Point-per-instance localization data:
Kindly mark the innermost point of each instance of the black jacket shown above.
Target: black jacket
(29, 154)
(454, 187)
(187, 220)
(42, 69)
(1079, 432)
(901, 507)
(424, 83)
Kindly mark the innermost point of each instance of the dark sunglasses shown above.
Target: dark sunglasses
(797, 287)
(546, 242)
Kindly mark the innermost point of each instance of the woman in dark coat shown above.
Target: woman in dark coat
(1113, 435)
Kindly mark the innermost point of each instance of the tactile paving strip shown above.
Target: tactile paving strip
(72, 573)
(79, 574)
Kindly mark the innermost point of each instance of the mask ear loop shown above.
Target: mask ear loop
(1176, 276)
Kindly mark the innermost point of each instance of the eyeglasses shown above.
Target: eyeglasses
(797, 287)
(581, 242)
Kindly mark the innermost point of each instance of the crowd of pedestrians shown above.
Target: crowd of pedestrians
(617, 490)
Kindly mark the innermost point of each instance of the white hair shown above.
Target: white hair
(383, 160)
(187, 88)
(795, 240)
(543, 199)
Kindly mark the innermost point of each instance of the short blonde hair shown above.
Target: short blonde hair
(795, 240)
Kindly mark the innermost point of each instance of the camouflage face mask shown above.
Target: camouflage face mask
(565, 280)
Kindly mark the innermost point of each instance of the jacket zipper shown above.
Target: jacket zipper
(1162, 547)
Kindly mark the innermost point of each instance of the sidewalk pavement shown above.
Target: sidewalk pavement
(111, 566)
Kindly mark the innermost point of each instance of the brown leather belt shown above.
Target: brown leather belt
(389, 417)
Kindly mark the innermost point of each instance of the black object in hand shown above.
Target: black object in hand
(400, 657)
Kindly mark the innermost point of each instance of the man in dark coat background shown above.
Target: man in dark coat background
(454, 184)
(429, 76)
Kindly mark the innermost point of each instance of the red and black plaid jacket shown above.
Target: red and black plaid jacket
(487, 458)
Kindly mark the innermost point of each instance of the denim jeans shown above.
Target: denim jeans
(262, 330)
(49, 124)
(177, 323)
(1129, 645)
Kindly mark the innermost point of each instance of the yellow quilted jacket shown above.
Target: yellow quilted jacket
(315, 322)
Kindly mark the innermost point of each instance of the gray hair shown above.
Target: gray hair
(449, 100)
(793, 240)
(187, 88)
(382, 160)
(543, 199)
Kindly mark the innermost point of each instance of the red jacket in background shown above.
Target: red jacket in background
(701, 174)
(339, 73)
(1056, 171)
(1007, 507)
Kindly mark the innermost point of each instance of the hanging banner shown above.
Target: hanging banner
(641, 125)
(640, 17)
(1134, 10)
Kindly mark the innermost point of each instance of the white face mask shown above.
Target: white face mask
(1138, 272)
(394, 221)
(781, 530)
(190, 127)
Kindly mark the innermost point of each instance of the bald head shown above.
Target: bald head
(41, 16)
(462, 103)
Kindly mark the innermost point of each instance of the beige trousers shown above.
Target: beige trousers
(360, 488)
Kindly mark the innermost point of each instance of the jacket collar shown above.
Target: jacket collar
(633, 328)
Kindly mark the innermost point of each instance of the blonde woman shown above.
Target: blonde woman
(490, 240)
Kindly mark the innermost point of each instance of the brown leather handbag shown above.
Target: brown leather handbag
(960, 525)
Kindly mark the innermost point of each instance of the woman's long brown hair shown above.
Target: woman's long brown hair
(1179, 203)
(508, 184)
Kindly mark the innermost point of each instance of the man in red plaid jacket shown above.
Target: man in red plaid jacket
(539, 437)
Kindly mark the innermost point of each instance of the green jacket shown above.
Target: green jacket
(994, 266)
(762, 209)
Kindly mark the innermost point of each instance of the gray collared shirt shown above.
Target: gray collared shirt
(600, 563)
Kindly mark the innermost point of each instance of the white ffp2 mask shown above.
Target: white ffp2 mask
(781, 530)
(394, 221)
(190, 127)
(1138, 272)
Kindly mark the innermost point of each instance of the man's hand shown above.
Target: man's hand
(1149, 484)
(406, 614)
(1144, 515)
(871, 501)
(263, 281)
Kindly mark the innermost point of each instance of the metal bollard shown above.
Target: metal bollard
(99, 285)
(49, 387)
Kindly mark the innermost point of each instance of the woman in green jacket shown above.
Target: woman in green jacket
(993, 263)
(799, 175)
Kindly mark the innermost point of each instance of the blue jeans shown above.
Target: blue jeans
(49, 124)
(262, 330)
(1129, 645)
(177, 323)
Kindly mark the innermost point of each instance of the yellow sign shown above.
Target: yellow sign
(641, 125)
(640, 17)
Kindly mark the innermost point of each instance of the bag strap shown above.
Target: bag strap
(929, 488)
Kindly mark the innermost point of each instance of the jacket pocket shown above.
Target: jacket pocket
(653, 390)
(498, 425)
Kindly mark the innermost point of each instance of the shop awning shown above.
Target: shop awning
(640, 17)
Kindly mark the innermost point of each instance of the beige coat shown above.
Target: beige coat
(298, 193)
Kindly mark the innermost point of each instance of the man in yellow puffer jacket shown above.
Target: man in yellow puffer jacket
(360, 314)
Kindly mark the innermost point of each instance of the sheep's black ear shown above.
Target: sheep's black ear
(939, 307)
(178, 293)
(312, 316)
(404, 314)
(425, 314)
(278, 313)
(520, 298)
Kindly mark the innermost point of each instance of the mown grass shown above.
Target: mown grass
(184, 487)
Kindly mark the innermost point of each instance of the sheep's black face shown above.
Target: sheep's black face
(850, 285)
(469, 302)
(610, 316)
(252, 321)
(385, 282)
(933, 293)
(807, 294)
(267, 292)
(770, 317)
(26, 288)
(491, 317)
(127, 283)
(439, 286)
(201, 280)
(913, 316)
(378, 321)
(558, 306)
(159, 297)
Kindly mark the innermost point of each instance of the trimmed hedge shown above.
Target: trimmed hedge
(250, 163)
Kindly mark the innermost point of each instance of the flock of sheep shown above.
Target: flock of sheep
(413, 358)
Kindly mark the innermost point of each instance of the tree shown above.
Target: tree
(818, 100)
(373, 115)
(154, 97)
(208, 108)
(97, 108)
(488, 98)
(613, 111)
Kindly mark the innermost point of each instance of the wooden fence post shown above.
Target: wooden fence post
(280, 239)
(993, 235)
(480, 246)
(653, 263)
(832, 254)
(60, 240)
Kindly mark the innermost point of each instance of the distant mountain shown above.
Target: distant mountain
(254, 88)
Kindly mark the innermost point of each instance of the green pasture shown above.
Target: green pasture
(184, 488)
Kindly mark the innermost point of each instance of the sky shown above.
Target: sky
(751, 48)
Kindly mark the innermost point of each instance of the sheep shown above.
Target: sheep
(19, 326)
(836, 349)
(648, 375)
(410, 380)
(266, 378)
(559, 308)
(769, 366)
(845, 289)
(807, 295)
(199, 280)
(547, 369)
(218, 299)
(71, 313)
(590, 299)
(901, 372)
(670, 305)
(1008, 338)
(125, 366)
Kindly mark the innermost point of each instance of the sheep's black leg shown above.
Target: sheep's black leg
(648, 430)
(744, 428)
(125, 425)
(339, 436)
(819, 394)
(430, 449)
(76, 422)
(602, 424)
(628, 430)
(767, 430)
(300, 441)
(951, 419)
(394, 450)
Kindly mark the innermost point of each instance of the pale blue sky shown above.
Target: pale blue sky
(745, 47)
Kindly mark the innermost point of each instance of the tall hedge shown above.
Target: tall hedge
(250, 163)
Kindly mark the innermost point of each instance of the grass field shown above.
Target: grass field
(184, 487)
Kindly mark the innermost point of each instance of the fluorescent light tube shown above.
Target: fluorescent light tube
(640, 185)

(Task instructions):
No line may be left out; the records are to be transcribed in full.

(Solution for this task):
Kindly mark the innermost point of each instance of the black jacket shown above.
Target: black jacket
(29, 154)
(454, 187)
(187, 220)
(42, 69)
(1079, 432)
(901, 507)
(424, 83)
Kindly mark the innermost point of each instance of the dark sunglasses shown above.
Target: dark sunglasses
(797, 287)
(546, 242)
Kindly mark the innermost point of each instance of the woman in dark coat shown above.
Target: woman in dark coat
(1113, 435)
Kindly mark the innermost point of each instance of the tactile paving strip shown above.
Target: tactile paving strip
(72, 573)
(79, 574)
Kindly mark the innermost point of each instance of the mask ear loop shown above.
Target: mask ear loop
(1176, 276)
Kindly mark the innermost point of each instance of the eyeglasses shown above.
Target: eyeglasses
(797, 287)
(581, 242)
Kindly mark the innermost point of each instance of the crowd of pedestrians shown above.
Target: crowd of pedestrians
(617, 490)
Kindly mark the innermost point of each instance of the white hair shown above.
Target: white hair
(383, 160)
(187, 88)
(795, 240)
(543, 199)
Kindly mark the innermost point of each instance of the short blonde hair shown above.
Target: short blonde hair
(795, 240)
Kindly mark the innermost point of each instance of the camouflage face mask shown above.
Target: camouflage face mask
(565, 280)
Kindly mark the innermost point of each instance of the jacket zipper shown above.
Target: jacket zipper
(1162, 547)
Kindly mark the innermost point of each instance of the sidewalk pavement shown above.
Target: sidewalk pavement
(111, 566)
Kindly mark the innermost point of each instance of the brown leather belt shown above.
Target: brown leather belt
(389, 417)
Kindly mark the innermost point of each instance of the black object in hand shown above.
Target: black object in hand
(400, 657)
Kindly mark the innermost point of each instance of the man in dark coat background shown above.
Target: man in dark coat background
(454, 184)
(429, 76)
Kindly mark the innermost point of each instance of the red and black plaid jacket shown above.
Target: red and black plaid jacket
(487, 458)
Kindly mark the innermost point of each instance of the denim jeans shown above.
Target: denim jeans
(262, 330)
(49, 124)
(177, 323)
(1129, 645)
Kindly mark the innermost point of each instance of the yellow quilted jacket shown above.
Target: yellow quilted jacket
(315, 322)
Kindly mark the innermost point of each instance of the gray hair shown above.
Target: gray hair
(449, 100)
(793, 240)
(187, 88)
(382, 160)
(543, 199)
Kindly mark the innermost point of each instance of the red jacket in background shown above.
Target: red jacket in background
(701, 174)
(339, 73)
(1056, 171)
(1007, 507)
Kindly mark the innermost point of each instance of the hanging banner shown above.
Target: hanging banner
(641, 125)
(640, 17)
(1134, 10)
Kindly mark the innermost point of each instance of the white face mask shown above.
Target: white face mask
(1138, 272)
(394, 221)
(781, 530)
(190, 127)
Kindly mark the innermost point of each instance of the bald head shown above.
Target: bald head
(41, 16)
(462, 103)
Kindly mark the innermost point of each instance of the beige trousers shown above.
Target: beige trousers
(360, 488)
Kindly mark the innermost point of each instance of the jacket collar shown above.
Target: jacket collar
(633, 328)
Kindly mark the innermost point of each instance of the blonde woman shown above.
Target: blonde woman
(490, 240)
Kindly mark the innermost point of each instance of the brown leather handbag shown above.
Target: brown leather handbag
(960, 525)
Kindly mark the innermost point of each instance of the woman's long brown hair shown above.
Target: woman's long brown hair
(1179, 203)
(508, 184)
Kindly mark the innermost point of each instance of the man in red plaid jacket shown above.
Target: man in red plaid jacket
(539, 437)
Kindly mark the innermost point of each instance of the green jacket shown above.
Target: green jacket
(994, 266)
(762, 209)
Kindly mark the innermost point of each instance of the gray collared shirt shown above.
Target: gray collared shirt
(600, 563)
Kindly mark the innermost point of each instance of the white ffp2 mask shown above.
Target: white ffp2 mask
(781, 530)
(394, 221)
(190, 127)
(1138, 272)
Kindly mark the innermost point of each instance of the man's hand shown above.
Target: man's hand
(1149, 484)
(406, 614)
(1144, 515)
(871, 501)
(263, 281)
Kindly mark the innermost point of each instance of the metal bollard shown above.
Target: metal bollard
(99, 285)
(49, 387)
Kindly mark the innermost point of each instance of the woman in green jacket shown above.
Target: woman in green jacket
(993, 263)
(799, 175)
Kindly mark the innermost point of each instance of the blue jeans shown above.
Target: blue jeans
(49, 124)
(262, 330)
(1129, 645)
(177, 323)
Kindly mark the innermost point of each instance of the yellow sign shown above.
Target: yellow sign
(641, 125)
(640, 17)
Kindly mark the innermost point of each instance of the bag strap shown above.
Target: bag strap
(929, 488)
Kindly mark the innermost point of each instance of the jacket pocket shown above.
Target: jacket pocket
(653, 390)
(498, 425)
Kindly mark the innermost point of each instance of the shop awning shown above.
Target: shop awning
(640, 17)
Kindly mark the innermost point of each instance of the beige coat shown above.
Target: beige coat
(298, 193)
Kindly mark the innermost point of each instance of the man in yellow puffer jacket shown above.
Target: man in yellow puffer jacket
(360, 314)
Kindly mark the innermost point of each instance of the sheep's black ear shown above.
Target: sheep's black ear
(939, 307)
(178, 293)
(312, 316)
(404, 314)
(425, 314)
(278, 313)
(520, 298)
Kindly mark the innermost point of each instance of the mown grass shown above.
Target: mown grass
(184, 487)
Kindly mark the innermost point of each instance of the sheep's black face shown above.
Target: sheep's black face
(850, 285)
(469, 302)
(610, 316)
(252, 321)
(385, 282)
(933, 293)
(807, 294)
(267, 292)
(770, 317)
(26, 288)
(491, 317)
(127, 283)
(439, 286)
(201, 280)
(913, 316)
(378, 321)
(558, 306)
(159, 297)
Kindly mark the innermost point of each instance of the trimmed hedge shown above.
Target: trimmed hedge
(250, 163)
Kindly mark the innermost point of each instance of the flock of sheep shown above.
Target: flock of sheep
(413, 358)
Kindly mark the innermost point of each instance of the tree shown above.
Target: tree
(818, 100)
(373, 115)
(154, 97)
(208, 108)
(97, 108)
(488, 98)
(613, 111)
Kindly mark the innermost point of each instance of the wooden fence post shown above.
Target: wooden fence post
(280, 239)
(993, 235)
(480, 246)
(653, 263)
(832, 254)
(60, 240)
Kindly mark the innermost point of each instance of the distant mountain shown above.
Target: distant mountain
(254, 88)
Kindly mark the innermost point of each instance of the green pasture shown above.
Target: green pasture
(184, 488)
Kindly mark the innermost point of each instance of the sky shown above.
Target: sky
(751, 48)
Kindly mark the innermost point of each instance of the sheep shown above.
Target: sheep
(19, 326)
(836, 349)
(648, 375)
(410, 380)
(266, 378)
(559, 308)
(769, 366)
(845, 289)
(807, 295)
(199, 280)
(547, 369)
(218, 299)
(71, 313)
(590, 299)
(901, 372)
(670, 305)
(1008, 338)
(125, 366)
Kindly mark the innermost point of each instance of the sheep's black leg shown above.
Target: sheep's black leg
(648, 430)
(744, 428)
(125, 425)
(339, 436)
(819, 394)
(430, 449)
(76, 422)
(602, 424)
(628, 430)
(767, 430)
(300, 441)
(951, 419)
(394, 450)
Kindly mark the innermost point of each instance of the pale blue sky shown above.
Target: pale blue sky
(745, 47)
Kindly mark the innermost point of each instance of the tall hedge shown above.
Target: tall hedge
(250, 163)
Kindly mark the innermost point of each instance of the grass field shown above.
Target: grass field
(184, 487)
Kindly mark the innermost point of each instance of the fluorescent light tube shown above.
Target: fluorescent light tube
(640, 185)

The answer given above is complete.